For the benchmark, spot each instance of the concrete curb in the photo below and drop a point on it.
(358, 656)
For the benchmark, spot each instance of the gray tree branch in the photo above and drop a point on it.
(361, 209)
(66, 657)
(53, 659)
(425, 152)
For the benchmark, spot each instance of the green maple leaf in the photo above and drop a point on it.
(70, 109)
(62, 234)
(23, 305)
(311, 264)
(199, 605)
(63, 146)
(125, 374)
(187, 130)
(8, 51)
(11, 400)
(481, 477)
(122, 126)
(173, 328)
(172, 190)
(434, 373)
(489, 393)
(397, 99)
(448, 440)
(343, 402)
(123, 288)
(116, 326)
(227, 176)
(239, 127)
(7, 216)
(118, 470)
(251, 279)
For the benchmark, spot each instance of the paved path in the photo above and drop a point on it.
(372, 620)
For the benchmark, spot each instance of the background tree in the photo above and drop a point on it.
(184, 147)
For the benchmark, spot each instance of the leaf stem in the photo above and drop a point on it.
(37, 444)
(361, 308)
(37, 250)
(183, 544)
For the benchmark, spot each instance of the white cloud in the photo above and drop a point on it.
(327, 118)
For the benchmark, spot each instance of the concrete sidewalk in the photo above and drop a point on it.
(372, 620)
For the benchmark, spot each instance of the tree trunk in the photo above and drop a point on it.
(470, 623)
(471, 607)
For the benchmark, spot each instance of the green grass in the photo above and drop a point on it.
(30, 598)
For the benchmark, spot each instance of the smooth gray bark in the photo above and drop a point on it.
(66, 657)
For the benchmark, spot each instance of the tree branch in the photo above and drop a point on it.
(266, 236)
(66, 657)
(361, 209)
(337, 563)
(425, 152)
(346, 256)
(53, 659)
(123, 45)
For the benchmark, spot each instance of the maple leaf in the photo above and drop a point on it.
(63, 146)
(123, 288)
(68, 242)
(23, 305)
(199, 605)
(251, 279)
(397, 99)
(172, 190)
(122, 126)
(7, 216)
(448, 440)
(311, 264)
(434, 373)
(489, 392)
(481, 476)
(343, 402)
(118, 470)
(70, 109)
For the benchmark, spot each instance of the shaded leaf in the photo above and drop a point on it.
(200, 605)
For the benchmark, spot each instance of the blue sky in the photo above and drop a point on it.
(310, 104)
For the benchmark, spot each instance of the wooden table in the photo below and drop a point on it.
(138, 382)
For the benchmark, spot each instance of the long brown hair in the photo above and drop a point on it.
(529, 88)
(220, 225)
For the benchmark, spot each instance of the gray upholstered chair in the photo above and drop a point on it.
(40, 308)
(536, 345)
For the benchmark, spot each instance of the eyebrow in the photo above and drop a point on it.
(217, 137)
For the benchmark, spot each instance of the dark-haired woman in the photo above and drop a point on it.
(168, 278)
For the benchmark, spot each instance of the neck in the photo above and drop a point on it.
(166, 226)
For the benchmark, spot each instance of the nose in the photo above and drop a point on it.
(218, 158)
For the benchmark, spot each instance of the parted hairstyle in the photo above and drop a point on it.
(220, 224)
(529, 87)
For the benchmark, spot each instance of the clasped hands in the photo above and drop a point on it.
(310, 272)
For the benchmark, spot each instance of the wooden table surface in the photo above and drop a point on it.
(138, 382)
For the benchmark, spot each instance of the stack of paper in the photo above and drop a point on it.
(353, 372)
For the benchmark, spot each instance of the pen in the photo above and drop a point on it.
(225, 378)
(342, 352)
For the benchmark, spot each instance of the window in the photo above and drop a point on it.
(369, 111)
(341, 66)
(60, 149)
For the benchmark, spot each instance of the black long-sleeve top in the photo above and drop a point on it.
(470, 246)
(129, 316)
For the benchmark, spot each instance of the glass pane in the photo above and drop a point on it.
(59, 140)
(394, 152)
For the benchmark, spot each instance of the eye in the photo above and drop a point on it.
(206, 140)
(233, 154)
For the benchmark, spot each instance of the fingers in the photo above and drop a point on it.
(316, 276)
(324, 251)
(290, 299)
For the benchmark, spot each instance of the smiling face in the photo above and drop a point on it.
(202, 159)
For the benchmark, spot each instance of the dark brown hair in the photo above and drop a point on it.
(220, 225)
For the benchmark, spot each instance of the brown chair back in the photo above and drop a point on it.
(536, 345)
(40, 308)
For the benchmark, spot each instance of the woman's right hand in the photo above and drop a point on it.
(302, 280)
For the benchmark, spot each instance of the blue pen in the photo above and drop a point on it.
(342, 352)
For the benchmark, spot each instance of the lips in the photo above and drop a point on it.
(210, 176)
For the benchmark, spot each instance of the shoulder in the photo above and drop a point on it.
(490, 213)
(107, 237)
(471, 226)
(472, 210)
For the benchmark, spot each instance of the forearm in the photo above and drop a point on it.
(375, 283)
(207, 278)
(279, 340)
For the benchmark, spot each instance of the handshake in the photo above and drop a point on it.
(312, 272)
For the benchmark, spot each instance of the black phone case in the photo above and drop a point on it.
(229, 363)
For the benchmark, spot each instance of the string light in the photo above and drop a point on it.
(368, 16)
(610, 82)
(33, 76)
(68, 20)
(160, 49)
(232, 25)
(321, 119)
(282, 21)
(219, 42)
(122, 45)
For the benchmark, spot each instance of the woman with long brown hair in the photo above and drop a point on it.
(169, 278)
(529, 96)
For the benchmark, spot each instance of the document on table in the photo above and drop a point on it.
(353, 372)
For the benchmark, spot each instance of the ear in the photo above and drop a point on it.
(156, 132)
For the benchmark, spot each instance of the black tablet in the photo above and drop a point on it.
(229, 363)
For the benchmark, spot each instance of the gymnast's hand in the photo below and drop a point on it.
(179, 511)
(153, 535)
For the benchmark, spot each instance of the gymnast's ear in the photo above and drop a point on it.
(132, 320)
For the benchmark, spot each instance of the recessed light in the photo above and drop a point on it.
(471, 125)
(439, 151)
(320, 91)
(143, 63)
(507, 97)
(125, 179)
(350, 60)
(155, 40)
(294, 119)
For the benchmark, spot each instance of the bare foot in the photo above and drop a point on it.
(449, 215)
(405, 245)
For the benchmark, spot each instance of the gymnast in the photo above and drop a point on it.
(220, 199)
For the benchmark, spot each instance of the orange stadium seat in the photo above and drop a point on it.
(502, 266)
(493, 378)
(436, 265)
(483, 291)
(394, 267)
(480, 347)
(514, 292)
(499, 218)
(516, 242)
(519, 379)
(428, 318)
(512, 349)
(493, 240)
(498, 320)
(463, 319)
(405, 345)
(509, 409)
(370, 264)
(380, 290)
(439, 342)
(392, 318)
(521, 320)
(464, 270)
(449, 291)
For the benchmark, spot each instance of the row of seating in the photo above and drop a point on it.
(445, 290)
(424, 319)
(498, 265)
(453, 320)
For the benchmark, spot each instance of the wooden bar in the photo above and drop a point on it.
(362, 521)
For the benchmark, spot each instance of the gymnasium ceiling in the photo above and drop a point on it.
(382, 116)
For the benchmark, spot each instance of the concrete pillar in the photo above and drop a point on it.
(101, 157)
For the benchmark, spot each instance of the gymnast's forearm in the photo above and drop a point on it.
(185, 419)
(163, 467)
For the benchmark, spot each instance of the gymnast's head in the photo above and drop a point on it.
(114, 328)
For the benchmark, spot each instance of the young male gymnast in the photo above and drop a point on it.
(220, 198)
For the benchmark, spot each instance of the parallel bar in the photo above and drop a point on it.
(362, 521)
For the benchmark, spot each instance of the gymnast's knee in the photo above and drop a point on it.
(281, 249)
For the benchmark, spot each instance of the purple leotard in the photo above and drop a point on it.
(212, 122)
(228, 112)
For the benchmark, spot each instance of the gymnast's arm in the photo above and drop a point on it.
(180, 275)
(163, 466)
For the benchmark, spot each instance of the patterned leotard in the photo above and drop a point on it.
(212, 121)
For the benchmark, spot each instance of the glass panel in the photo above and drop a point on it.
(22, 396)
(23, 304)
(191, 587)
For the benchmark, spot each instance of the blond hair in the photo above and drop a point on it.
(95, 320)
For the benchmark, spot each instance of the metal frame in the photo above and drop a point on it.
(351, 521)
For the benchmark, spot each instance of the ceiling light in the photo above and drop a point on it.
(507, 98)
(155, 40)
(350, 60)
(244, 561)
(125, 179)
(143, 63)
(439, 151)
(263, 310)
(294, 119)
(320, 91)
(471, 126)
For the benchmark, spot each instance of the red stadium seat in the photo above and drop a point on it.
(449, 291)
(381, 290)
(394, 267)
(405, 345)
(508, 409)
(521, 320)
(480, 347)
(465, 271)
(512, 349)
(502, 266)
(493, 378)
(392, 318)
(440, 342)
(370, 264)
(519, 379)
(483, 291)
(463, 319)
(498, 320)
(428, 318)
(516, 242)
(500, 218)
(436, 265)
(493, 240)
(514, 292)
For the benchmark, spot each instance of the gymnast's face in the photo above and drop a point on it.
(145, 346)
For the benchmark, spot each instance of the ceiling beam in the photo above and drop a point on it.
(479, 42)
────────────────────────────────────────
Short problem:
Word for word, quote the lines from the line containing "For the benchmark, spot each instance of the red" through the end of the material, both included, and nothing else.

Task answer:
For the benchmark, spot each instance of the red stadium seat in the photo above and drop a point on it.
(449, 291)
(381, 290)
(394, 267)
(405, 345)
(508, 409)
(521, 320)
(480, 347)
(465, 271)
(512, 349)
(502, 266)
(493, 378)
(392, 318)
(440, 342)
(370, 264)
(519, 379)
(483, 291)
(463, 319)
(498, 320)
(428, 318)
(516, 242)
(500, 218)
(436, 265)
(493, 240)
(514, 292)
For the benchmark, spot each instance of the gymnast's face in the photo above and drop a point on it.
(145, 346)
For the benchmark, spot each instance of the ceiling beam in the photo above and drop a point on it.
(479, 42)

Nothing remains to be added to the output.